(Exercise details):
In the passage about Penninc and Vostaert, around which verse line is the local maximum that reflects the change of hands in the manuscript?

(Page):
○ ○ ○ ○ ○ ○ ○
The second author, Vostaert, explicitly claims to have added about 3,300 lines to Penninc’s text. Several scholars of Middle Dutch have pointed out on various grounds that Vostaert (or the copied text) can not be correct in this claim. We decided to apply current state of the art authorship attribution techniques to find whether this would point us to a specific line in the text where the text before that line and the text after that line contrast the most. In prior research we have used a lexical richness measure, Udney Yule’s Characteristic K, and Burrows’s Delta to try to determine the position in the text where Vostaert may have started to complete Penninc’s text. We thus found that applying Burrow’s Delta indeed gives relatively strong grounds to assume that Vostaert simply stated a truth. Figure 1 can be read as a support of this finding, showing a significant change of stylistic stability occurring around verse line 7,882 (cf. van Dalen-Oskam & van Zundert 2007). New knowledge that we derive from this result is that Vostaert may well have reworked the last portion of his predecessor’s work. However, the most surprising result was that our analysis pointed towards the possibility that Delta is a better indicator for a change of copyists than anything else (cf. the clear local maximum in the graph of figure 1, which is located around verse line 5,783 and reflects the change of hands that takes place in the manuscript).
In our research until 2007 we were only able to tentatively look into this copyist distinguishing ability of the Delta measure, and it remains to be investigated until now how effective Delta is as a procedure for copyist distinction. Although Kestemont and van Dalen-Oskam (Kestemont & van Dalen-Oskam 2009) verified the difference between the two scribes of the extent Walewein manuscript using a lazy machine learning technique on other features such as character n-grams and several simple rations, they did not apply a form of Delta procedure to this problem. In our 2007 article we stated that the current application cannot easily and automatically generate and compare a large collection of Delta graphs based on an iterative subselection of a word frequency list’ (van Dalen-Oskam & van Zundert 2007: 360). This is the point where we resume our research endeavor.
○ ○ ○ ○ ○ ○ ○
(Information provided):
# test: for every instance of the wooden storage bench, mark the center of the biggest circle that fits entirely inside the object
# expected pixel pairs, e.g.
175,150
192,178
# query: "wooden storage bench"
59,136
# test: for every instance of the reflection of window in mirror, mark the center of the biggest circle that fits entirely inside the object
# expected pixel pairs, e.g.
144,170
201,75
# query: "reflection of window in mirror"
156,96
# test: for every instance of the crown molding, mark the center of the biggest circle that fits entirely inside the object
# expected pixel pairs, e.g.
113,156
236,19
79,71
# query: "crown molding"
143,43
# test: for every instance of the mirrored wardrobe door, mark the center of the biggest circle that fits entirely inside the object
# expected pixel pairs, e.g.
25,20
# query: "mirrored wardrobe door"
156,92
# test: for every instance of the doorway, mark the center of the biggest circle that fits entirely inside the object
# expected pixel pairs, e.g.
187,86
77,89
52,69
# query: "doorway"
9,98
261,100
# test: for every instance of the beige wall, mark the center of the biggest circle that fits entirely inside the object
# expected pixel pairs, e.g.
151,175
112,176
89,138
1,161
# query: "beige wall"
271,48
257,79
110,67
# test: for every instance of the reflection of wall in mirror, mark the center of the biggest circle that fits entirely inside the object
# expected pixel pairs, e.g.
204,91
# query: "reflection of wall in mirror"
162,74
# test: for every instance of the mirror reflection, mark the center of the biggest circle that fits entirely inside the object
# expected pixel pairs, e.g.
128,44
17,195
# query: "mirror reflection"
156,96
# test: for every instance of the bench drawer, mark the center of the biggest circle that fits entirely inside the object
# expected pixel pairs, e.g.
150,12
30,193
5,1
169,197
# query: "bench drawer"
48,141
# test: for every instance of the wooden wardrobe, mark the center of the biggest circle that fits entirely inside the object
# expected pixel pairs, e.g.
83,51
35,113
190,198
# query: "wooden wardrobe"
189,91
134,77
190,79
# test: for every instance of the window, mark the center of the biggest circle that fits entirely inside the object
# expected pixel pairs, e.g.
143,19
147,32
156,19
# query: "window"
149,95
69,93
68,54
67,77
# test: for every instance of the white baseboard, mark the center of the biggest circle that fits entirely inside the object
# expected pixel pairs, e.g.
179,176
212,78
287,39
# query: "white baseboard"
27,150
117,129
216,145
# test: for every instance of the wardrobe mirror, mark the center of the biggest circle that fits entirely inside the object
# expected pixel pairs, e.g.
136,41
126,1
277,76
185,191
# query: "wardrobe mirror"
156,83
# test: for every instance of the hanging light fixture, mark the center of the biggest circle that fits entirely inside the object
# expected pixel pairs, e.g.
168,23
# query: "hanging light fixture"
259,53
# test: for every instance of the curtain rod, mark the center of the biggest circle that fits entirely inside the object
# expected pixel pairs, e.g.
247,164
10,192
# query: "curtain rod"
○ ○ ○ ○ ○ ○ ○
(Reply to the task):
Around verse line 5,783.